*** Data provided ***

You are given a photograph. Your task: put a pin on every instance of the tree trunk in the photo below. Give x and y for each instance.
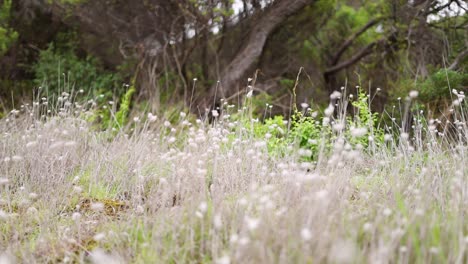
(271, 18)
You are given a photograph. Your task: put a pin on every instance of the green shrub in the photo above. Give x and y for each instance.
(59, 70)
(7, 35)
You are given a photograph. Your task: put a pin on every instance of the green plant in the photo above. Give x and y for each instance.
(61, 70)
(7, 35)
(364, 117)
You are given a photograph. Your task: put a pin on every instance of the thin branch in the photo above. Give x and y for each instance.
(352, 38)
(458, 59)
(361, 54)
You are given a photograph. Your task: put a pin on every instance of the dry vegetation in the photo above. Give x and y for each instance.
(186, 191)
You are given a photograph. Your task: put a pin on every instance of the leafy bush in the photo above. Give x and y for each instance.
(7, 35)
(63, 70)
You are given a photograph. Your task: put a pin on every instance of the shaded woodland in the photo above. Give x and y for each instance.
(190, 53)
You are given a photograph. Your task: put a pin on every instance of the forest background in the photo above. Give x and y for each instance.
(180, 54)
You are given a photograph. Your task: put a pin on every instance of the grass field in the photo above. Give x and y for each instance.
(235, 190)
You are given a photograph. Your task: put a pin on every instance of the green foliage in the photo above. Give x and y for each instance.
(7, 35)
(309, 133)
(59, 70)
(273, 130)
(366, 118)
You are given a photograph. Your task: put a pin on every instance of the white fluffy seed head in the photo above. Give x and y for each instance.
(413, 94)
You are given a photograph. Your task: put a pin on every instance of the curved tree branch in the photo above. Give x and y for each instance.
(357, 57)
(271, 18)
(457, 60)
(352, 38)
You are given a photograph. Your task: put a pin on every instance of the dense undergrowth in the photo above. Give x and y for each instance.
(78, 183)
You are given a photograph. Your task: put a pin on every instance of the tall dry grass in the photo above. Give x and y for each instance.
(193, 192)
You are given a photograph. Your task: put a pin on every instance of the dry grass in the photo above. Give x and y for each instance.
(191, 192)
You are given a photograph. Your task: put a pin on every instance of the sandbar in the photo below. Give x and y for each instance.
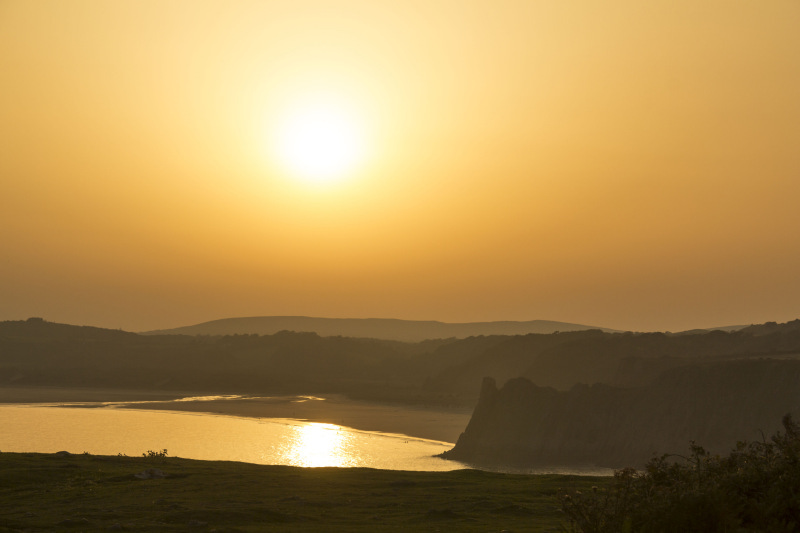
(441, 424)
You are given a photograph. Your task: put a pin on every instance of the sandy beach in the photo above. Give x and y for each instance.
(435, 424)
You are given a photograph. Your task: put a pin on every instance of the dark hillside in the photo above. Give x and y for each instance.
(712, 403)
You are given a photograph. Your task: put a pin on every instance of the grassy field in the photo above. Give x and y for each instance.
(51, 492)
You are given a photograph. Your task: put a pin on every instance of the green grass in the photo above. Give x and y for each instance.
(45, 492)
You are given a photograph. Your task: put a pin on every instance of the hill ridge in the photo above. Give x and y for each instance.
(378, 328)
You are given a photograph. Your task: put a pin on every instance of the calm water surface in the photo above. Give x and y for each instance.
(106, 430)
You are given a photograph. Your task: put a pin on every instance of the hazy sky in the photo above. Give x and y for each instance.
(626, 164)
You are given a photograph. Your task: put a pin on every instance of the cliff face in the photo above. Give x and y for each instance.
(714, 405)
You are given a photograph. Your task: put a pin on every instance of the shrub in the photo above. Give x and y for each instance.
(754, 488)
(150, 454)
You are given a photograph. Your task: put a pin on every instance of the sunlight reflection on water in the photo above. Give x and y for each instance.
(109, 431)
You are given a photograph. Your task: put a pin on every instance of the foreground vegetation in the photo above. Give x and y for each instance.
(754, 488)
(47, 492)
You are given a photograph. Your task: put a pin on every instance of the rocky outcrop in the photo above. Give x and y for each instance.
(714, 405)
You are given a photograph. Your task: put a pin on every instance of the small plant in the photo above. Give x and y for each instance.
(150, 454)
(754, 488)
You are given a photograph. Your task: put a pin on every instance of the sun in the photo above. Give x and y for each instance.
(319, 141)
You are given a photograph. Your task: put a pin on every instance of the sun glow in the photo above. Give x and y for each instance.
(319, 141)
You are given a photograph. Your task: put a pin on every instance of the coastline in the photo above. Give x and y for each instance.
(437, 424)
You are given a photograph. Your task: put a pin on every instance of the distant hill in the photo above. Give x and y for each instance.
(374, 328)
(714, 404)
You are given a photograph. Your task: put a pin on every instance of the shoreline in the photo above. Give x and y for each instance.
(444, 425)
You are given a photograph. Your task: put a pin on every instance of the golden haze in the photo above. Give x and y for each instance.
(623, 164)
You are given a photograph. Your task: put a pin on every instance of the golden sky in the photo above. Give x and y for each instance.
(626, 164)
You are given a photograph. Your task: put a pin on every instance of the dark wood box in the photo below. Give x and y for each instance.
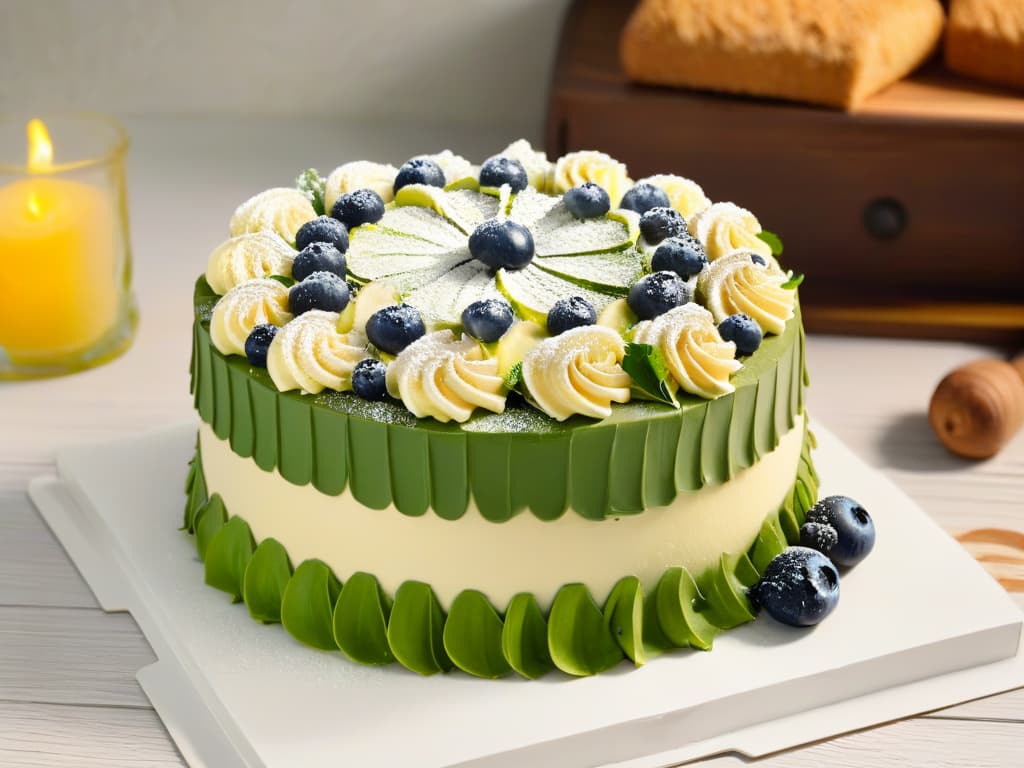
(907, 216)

***
*** Data provided ***

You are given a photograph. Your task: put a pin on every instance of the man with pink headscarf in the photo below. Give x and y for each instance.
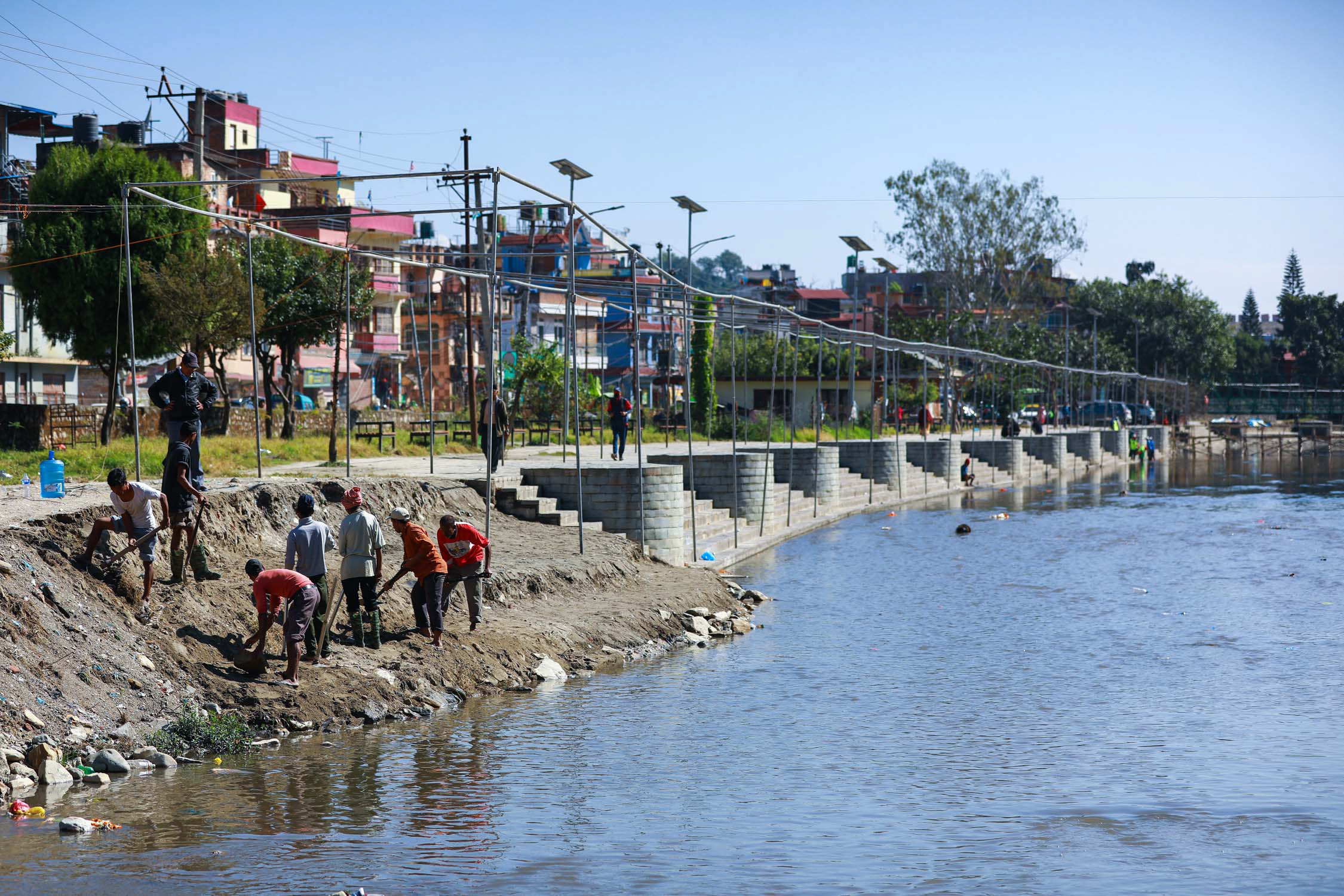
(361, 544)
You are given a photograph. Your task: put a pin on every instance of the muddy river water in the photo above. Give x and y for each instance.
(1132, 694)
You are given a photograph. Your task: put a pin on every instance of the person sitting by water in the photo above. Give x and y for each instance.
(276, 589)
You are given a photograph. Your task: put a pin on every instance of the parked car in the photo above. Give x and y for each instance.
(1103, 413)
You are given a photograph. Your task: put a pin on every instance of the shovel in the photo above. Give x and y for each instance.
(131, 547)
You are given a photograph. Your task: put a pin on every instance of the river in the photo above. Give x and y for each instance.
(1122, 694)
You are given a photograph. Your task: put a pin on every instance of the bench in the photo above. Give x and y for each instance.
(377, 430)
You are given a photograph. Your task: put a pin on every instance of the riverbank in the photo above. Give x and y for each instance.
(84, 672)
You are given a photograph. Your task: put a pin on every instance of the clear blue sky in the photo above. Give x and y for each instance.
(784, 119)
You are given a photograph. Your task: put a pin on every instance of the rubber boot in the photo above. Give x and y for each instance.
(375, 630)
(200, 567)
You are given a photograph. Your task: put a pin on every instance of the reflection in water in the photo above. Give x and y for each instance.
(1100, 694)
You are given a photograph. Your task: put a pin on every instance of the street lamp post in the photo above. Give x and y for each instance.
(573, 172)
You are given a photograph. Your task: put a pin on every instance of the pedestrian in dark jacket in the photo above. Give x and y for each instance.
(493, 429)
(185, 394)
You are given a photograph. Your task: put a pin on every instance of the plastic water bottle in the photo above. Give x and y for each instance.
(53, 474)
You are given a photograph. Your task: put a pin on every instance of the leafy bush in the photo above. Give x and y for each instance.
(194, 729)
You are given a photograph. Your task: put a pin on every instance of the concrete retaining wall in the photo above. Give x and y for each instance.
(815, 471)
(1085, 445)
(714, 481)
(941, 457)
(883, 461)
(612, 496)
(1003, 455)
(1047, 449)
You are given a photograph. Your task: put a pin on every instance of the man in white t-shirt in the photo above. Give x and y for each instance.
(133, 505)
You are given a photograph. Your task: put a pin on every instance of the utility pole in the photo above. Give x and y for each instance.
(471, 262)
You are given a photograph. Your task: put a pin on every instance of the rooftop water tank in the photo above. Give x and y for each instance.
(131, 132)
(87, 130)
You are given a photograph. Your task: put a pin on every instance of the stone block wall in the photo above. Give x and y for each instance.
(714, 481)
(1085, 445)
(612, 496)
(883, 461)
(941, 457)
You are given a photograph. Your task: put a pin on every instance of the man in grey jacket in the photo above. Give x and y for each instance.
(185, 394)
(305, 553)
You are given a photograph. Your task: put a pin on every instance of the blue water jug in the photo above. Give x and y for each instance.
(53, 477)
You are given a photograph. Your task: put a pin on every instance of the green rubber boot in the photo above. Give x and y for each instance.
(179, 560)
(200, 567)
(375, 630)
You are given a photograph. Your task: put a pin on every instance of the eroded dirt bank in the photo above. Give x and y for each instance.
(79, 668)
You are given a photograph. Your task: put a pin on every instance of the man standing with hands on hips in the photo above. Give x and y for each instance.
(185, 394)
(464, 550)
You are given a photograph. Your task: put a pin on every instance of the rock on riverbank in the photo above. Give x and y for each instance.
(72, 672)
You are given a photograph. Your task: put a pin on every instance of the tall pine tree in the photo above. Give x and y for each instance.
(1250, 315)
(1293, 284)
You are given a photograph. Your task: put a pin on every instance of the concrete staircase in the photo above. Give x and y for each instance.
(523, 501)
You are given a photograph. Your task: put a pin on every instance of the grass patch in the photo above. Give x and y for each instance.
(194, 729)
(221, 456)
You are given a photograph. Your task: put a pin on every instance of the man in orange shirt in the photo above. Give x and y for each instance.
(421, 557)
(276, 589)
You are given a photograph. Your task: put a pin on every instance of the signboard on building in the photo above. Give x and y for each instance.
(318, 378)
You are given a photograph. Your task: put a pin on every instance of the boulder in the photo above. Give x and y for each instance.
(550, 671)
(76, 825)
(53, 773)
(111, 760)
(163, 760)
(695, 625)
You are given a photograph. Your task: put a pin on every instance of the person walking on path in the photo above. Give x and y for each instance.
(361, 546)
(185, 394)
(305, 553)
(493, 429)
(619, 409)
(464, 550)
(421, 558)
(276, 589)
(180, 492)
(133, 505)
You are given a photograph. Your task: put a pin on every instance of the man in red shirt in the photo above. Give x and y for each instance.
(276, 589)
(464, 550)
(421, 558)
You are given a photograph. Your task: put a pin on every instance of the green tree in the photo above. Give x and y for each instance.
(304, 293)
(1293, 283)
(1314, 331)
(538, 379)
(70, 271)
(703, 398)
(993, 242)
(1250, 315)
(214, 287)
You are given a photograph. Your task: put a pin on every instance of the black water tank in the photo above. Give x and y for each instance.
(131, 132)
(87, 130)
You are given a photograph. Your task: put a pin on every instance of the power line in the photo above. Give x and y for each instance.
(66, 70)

***
*** Data provided ***

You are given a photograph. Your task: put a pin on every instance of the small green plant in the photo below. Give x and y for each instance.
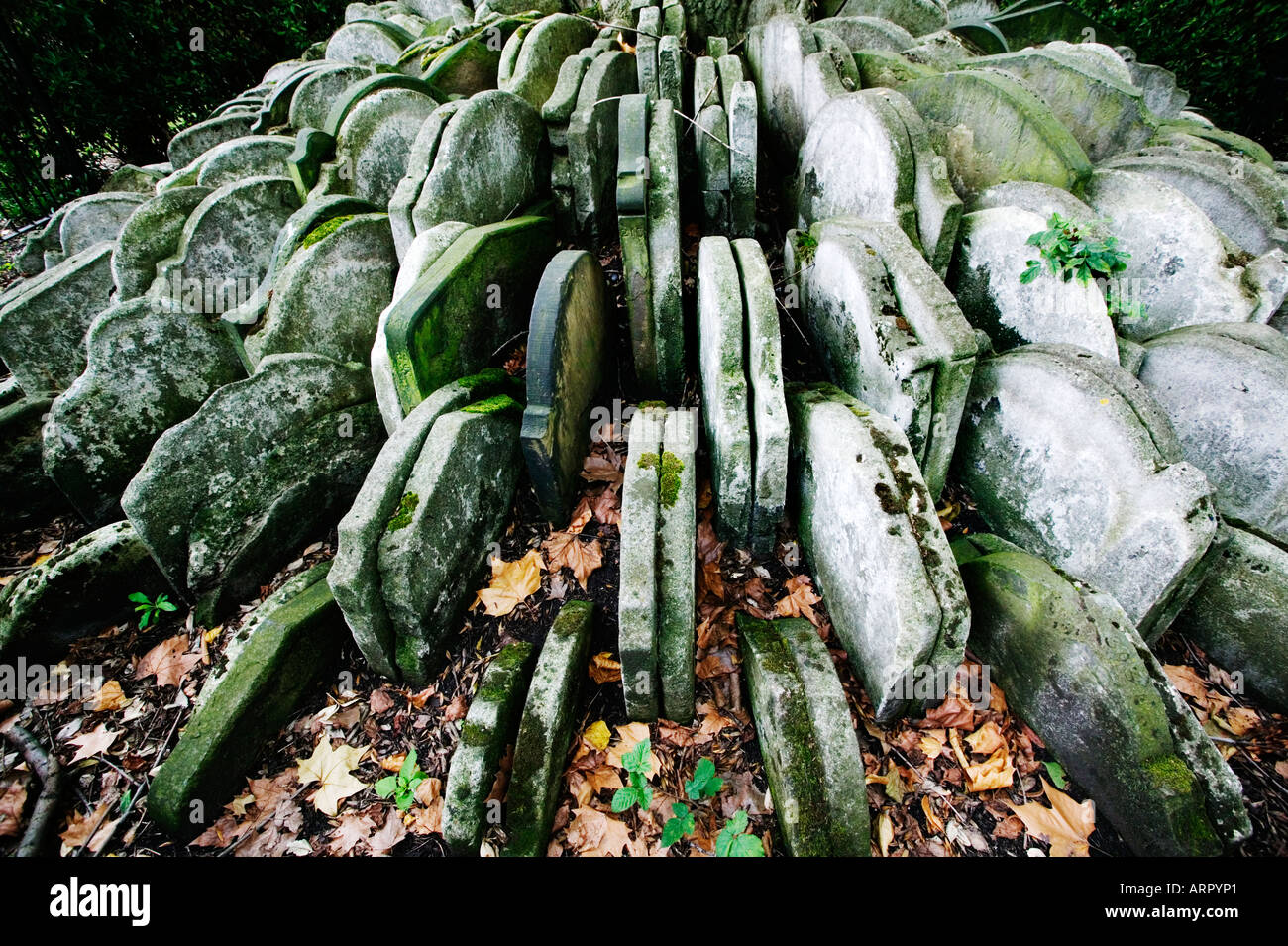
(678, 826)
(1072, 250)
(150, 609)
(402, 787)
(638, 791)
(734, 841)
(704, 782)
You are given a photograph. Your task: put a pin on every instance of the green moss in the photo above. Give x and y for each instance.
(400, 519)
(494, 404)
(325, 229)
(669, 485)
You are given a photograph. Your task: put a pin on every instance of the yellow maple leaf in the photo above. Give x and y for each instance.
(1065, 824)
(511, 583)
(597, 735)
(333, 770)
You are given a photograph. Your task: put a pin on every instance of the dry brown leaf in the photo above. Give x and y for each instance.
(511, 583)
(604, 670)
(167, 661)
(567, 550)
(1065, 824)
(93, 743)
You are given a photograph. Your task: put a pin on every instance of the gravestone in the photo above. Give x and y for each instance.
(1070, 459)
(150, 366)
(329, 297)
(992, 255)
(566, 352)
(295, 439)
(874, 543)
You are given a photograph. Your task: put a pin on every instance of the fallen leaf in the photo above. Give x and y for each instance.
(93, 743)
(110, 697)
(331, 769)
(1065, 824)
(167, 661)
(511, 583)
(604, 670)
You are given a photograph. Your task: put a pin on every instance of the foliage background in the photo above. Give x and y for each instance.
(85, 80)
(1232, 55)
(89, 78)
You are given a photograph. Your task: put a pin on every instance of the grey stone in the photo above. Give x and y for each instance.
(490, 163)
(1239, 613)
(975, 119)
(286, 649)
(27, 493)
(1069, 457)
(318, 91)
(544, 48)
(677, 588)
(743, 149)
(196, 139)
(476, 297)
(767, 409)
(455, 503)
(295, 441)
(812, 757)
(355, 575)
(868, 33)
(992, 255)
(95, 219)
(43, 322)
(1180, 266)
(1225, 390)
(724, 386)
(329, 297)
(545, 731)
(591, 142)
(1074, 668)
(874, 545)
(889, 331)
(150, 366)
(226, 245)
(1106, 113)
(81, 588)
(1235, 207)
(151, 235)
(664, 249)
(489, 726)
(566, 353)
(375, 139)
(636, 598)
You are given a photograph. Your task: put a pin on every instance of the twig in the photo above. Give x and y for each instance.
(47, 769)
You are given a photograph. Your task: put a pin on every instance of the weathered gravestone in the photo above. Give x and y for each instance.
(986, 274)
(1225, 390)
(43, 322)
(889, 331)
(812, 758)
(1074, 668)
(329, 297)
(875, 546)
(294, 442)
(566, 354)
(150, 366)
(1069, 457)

***

# Given problem
Please pick out every line in the listing above that contains the word "grey", and copy each one.

# Output of the exercise
You are given a photograph. Your task: put a pin on every instance of the man in grey jacket in the photo above. Give x and y for each instance.
You are given a photograph. Your task: put a pin on every instance of the grey stone in the photo above. Give x and y for each instance.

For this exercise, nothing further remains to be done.